**Exercise:** Scan the data for "response" and copy the lines it appears in.

*** Block opens ***

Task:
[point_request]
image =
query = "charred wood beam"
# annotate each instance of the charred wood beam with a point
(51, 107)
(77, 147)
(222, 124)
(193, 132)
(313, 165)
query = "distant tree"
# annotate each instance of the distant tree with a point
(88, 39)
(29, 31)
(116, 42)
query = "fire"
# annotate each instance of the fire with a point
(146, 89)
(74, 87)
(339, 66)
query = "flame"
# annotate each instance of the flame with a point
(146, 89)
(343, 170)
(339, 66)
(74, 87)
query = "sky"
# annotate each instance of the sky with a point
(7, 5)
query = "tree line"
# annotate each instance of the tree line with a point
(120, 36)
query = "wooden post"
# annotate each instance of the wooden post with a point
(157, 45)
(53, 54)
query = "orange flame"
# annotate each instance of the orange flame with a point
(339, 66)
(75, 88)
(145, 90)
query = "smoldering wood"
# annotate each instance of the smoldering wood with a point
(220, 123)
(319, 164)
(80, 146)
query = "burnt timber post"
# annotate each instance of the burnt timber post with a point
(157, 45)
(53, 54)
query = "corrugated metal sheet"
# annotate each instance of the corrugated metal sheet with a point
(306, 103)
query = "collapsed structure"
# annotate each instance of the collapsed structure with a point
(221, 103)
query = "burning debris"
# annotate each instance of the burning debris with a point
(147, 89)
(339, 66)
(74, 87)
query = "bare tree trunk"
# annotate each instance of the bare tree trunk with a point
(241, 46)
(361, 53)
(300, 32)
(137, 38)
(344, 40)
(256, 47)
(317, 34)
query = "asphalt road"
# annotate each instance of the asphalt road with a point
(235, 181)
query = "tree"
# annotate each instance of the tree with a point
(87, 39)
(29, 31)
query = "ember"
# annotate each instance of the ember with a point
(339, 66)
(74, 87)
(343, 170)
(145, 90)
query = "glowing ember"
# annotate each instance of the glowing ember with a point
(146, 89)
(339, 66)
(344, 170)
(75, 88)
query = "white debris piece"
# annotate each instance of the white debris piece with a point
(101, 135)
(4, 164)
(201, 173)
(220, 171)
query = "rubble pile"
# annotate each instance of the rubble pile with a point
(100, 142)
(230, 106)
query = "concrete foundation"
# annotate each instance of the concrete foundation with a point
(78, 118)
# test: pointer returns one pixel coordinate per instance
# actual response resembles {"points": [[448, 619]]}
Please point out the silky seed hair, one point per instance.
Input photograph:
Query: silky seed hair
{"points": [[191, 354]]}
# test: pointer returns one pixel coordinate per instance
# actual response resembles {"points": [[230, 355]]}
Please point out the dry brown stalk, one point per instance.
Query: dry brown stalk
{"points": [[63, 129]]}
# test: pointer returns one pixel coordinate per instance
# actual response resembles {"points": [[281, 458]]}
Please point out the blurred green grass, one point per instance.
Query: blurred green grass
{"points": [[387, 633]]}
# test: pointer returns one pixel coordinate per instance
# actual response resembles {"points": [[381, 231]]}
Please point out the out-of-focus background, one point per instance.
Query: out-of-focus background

*** Block closes ***

**The answer:**
# actual response resembles {"points": [[448, 619]]}
# actual response resembles {"points": [[230, 355]]}
# actual response resembles {"points": [[281, 458]]}
# actual response resembles {"points": [[381, 231]]}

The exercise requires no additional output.